PROBLEM:
Restate the full set of records exactly, without adding or dropping a word.

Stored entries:
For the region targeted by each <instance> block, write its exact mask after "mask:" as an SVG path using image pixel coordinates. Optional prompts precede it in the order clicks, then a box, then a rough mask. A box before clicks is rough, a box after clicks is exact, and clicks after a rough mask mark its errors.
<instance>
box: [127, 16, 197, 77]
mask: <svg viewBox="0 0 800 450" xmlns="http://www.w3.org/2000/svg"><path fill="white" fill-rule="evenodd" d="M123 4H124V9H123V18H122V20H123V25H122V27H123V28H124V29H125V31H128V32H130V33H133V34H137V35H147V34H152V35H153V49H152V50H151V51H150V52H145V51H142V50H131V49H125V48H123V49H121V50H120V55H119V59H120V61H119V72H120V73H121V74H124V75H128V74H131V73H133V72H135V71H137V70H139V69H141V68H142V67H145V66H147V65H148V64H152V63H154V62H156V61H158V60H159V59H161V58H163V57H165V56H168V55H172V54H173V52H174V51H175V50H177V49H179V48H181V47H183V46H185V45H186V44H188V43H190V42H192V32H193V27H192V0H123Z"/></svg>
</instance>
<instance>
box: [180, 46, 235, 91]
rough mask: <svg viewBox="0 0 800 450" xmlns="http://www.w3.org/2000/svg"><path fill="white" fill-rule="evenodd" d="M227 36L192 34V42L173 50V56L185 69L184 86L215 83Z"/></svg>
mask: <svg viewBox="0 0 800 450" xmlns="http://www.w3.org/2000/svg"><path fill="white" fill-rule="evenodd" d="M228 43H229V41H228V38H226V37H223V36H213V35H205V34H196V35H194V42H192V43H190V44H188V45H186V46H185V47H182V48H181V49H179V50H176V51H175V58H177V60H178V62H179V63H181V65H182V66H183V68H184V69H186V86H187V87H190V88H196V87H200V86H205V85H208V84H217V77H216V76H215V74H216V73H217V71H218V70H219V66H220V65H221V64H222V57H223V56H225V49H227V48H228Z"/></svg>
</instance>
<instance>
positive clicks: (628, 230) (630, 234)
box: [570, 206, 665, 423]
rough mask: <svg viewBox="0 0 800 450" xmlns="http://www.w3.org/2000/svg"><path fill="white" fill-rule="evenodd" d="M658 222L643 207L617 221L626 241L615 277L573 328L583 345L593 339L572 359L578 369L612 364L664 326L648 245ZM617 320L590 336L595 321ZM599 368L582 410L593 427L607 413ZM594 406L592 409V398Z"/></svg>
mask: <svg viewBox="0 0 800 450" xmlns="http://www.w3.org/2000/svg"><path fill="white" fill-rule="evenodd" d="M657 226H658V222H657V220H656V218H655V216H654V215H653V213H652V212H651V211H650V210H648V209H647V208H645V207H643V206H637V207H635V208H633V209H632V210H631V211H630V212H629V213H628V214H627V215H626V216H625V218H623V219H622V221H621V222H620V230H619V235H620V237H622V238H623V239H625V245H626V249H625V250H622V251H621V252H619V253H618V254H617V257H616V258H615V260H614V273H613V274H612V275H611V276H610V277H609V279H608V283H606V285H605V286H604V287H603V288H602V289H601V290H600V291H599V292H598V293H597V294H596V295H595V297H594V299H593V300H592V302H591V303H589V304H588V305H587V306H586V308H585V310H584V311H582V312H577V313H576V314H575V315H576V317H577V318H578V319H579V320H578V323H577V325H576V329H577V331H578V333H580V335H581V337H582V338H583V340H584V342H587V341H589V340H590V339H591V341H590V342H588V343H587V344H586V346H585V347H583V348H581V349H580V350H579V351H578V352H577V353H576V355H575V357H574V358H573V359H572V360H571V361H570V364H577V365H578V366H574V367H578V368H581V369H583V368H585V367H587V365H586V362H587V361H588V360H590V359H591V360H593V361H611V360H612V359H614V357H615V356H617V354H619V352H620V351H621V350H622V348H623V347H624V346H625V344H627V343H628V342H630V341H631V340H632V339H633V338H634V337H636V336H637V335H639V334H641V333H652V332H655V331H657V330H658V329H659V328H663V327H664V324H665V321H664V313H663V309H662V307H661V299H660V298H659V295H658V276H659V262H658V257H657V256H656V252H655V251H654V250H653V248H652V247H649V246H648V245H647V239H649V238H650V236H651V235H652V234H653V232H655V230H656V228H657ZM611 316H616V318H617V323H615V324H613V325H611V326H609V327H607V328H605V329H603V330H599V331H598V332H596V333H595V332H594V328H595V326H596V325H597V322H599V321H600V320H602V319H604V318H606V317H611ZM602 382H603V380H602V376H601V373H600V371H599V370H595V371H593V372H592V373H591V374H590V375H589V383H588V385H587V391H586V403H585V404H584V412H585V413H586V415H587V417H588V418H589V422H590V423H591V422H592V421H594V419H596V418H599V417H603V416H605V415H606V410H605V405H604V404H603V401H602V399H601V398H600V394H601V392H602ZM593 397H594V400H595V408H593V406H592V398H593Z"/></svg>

WRITTEN REPLY:
For the region targeted by each <instance> block, write its exact mask after "mask:" as an SVG path using image pixel coordinates. Optional prompts precede it in the order clicks, then a box, then a rough mask. A box before clicks is rough, a box after clicks is exact, and clicks after a rough mask mark its errors.
<instance>
box: [127, 16, 197, 77]
mask: <svg viewBox="0 0 800 450" xmlns="http://www.w3.org/2000/svg"><path fill="white" fill-rule="evenodd" d="M123 4H124V9H123V18H122V20H123V25H122V27H123V28H124V29H125V31H128V32H130V33H133V34H137V35H147V34H152V35H153V49H152V50H151V51H150V52H145V51H142V50H131V49H125V48H123V49H121V50H120V55H119V59H120V61H119V72H120V73H121V74H124V75H128V74H131V73H133V72H135V71H137V70H139V69H141V68H142V67H145V66H147V65H148V64H152V63H154V62H156V61H158V60H159V59H161V58H163V57H165V56H168V55H172V54H173V52H174V51H175V50H177V49H179V48H181V47H183V46H185V45H186V44H188V43H190V42H192V32H193V27H192V0H123Z"/></svg>
</instance>
<instance>
box: [180, 46, 235, 91]
rough mask: <svg viewBox="0 0 800 450" xmlns="http://www.w3.org/2000/svg"><path fill="white" fill-rule="evenodd" d="M227 36L192 34V42L173 50V56L185 69L184 86L215 83Z"/></svg>
mask: <svg viewBox="0 0 800 450" xmlns="http://www.w3.org/2000/svg"><path fill="white" fill-rule="evenodd" d="M228 43H229V41H228V38H226V37H223V36H213V35H205V34H196V35H194V42H192V43H190V44H188V45H186V46H185V47H182V48H181V49H179V50H176V51H175V58H177V60H178V62H179V63H181V65H182V66H183V68H184V69H186V86H187V87H190V88H196V87H200V86H205V85H208V84H217V77H216V76H215V74H216V73H217V71H218V70H219V66H220V65H221V64H222V57H223V56H225V49H227V48H228Z"/></svg>
</instance>
<instance>
positive clicks: (628, 230) (630, 234)
box: [570, 206, 665, 423]
rough mask: <svg viewBox="0 0 800 450" xmlns="http://www.w3.org/2000/svg"><path fill="white" fill-rule="evenodd" d="M658 222L643 207L617 221L626 241L615 277L573 328L583 345L593 339L572 359L578 369L612 364L664 326L648 245ZM617 320L590 336L595 321ZM599 368L582 410L593 427L607 413ZM594 406L592 409V398Z"/></svg>
mask: <svg viewBox="0 0 800 450" xmlns="http://www.w3.org/2000/svg"><path fill="white" fill-rule="evenodd" d="M657 226H658V222H657V220H656V218H655V216H654V215H653V213H652V212H651V211H650V210H648V209H647V208H645V207H643V206H637V207H635V208H633V209H632V210H631V211H630V212H629V213H628V214H627V215H626V216H625V218H623V219H622V221H621V222H620V230H619V235H620V237H622V238H623V239H625V245H626V249H625V250H622V251H621V252H619V253H618V254H617V257H616V258H615V260H614V273H613V274H612V275H611V276H610V277H609V279H608V283H606V285H605V286H604V287H603V288H602V289H601V290H600V291H599V292H598V293H597V294H596V295H595V297H594V299H593V300H592V302H591V303H589V304H588V305H587V306H586V308H585V310H584V311H582V312H577V313H576V314H575V315H576V317H577V318H578V319H579V320H578V323H577V325H576V329H577V331H578V333H580V335H581V337H582V338H583V340H584V342H587V341H589V340H590V339H591V341H590V342H588V343H587V344H586V346H585V347H583V348H581V349H580V350H579V351H578V352H577V353H576V355H575V357H574V358H573V359H572V360H571V361H570V364H577V365H578V366H574V367H578V368H581V369H583V368H585V367H587V365H586V362H587V361H588V360H590V359H591V360H593V361H611V360H612V359H614V357H615V356H617V354H619V352H620V351H621V350H622V348H623V347H624V346H625V344H627V343H628V342H630V341H631V340H632V339H633V338H634V337H636V336H637V335H639V334H641V333H652V332H655V331H657V330H658V329H659V328H663V327H664V324H665V321H664V313H663V309H662V307H661V299H660V298H659V295H658V276H659V262H658V257H657V256H656V252H655V251H654V250H653V248H652V247H649V246H648V245H647V239H649V238H650V236H651V235H652V234H653V232H655V230H656V228H657ZM611 316H616V318H617V323H615V324H613V325H611V326H609V327H607V328H605V329H603V330H599V331H598V332H596V333H595V332H594V328H595V326H596V325H597V322H599V321H600V320H602V319H604V318H606V317H611ZM602 382H603V380H602V376H601V373H600V371H599V370H595V371H593V372H592V373H591V374H590V375H589V383H588V385H587V391H586V403H585V404H584V412H585V413H586V415H587V417H588V418H589V422H590V423H591V422H592V421H594V419H596V418H599V417H603V416H605V415H606V410H605V405H604V404H603V401H602V399H601V398H600V394H601V392H602ZM593 397H594V400H595V408H593V406H592V398H593Z"/></svg>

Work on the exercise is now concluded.